# REQUIRED TASKS
A - Answer the following questions using the text on breast cancer membrane markers.
(i) How many invasive breast cancers did the tissue microarrays contain?
(ii) What percentage of tumors did the combination of highly tumor-specific markers detect?
(iii) Which marker is named as having a >3 fold tumor-to-normal ratio?
B - Reproduce the passage of the text on breast cancer membrane markers starting with "Mammographic population screening" and going on through "in breast cancer.".

# TEXT BLOCK
────────────────

Mammographic population screening in The Netherlands has increased the number of breast cancer patients with small and non-palpable breast tumors. Nevertheless, mammography is not ultimately sensitive and specific for distinct subtypes. Molecular imaging with targeted tracers might increase specificity and sensitivity of detection. Because development of new tracers is labor-intensive and costly, we searched for the smallest panel of tumor membrane markers that would allow detection of the wide spectrum of invasive breast cancers.
Tissue microarrays containing 483 invasive breast cancers were stained by immunohistochemistry for a selected set of membrane proteins known to be expressed in breast cancer.
The combination of highly tumor-specific markers glucose transporter 1 (GLUT1), epidermal growth factor receptor (EGFR), insulin-like growth factor-1 receptor (IGF1-R), human epidermal growth factor receptor 2 (HER2), hepatocyte growth factor receptor (c-MET), and carbonic anhydrase 9 (CAIX) "detected" 45.5% of tumors, especially for basal/triple negative and HER2-driven ductal cancers. Addition of markers with a 2-fold tumor-to-normal ratio increased the detection rate to 98%. Including only markers with >3 fold tumor-to-normal ratio (CD44v6) resulted in an 80% detection rate. The detection rate of the panel containing both tumor-specific and less tumor-specific markers was not dependent on age, tumor grade, tumor size, or lymph node status.

────────────────

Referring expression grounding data

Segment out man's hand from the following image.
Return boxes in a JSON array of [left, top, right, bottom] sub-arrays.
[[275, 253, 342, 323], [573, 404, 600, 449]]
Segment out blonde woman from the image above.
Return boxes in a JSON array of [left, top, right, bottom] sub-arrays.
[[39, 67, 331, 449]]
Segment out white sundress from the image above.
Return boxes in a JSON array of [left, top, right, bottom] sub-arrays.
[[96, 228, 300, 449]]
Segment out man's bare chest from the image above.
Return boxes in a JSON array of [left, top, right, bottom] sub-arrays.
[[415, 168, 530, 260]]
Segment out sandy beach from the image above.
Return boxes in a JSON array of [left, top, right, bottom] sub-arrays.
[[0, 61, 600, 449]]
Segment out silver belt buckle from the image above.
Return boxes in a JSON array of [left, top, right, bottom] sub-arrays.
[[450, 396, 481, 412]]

────────────────

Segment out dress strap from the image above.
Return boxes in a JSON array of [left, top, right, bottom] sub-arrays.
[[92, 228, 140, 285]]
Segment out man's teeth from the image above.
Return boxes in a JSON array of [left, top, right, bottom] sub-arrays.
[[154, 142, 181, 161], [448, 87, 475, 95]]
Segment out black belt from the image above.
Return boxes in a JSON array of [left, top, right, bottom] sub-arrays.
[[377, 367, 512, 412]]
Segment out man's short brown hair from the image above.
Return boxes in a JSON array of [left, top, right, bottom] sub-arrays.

────────────────

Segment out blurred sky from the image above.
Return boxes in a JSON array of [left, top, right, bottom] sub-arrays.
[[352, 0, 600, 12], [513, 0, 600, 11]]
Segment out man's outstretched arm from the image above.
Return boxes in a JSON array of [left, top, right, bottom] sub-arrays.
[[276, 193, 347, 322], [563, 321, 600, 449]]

────────────────

# OUTPUTS IN ORDER
A -
(i) 483
(ii) 45.5%
(iii) CD44v6

B -
Mammographic population screening in The Netherlands has increased the number of breast cancer patients with small and non-palpable breast tumors. Nevertheless, mammography is not ultimately sensitive and specific for distinct subtypes. Molecular imaging with targeted tracers might increase specificity and sensitivity of detection. Because development of new tracers is labor-intensive and costly, we searched for the smallest panel of tumor membrane markers that would allow detection of the wide spectrum of invasive breast cancers.
Tissue microarrays containing 483 invasive breast cancers were stained by immunohistochemistry for a selected set of membrane proteins known to be expressed in breast cancer.